> _Records for the exercise_

------

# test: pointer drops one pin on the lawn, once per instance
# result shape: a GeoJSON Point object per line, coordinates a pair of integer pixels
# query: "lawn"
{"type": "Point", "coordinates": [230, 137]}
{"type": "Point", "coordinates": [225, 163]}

------

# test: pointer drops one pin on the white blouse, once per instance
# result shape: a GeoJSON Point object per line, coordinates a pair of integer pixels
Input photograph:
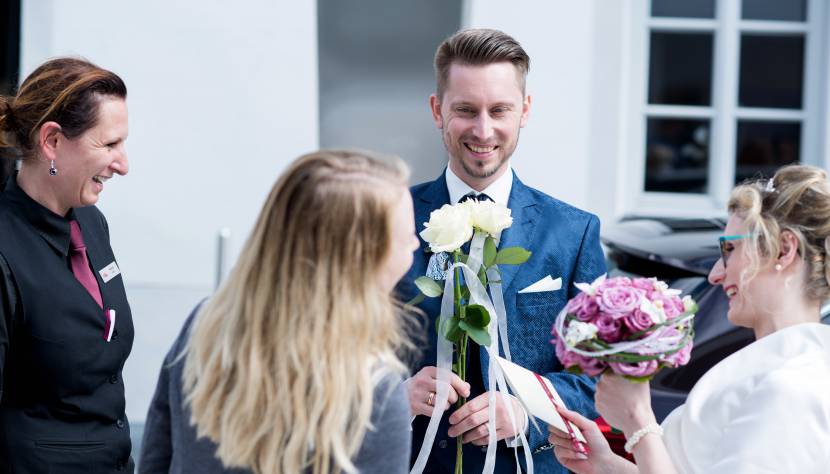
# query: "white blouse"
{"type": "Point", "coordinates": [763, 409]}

------

> _Task description_
Which lines in the listing above contain the string "blouse"? Copy each of them.

> _Answer to the task_
# test: pointer drops one pin on the white blouse, once per instance
# query: "white blouse"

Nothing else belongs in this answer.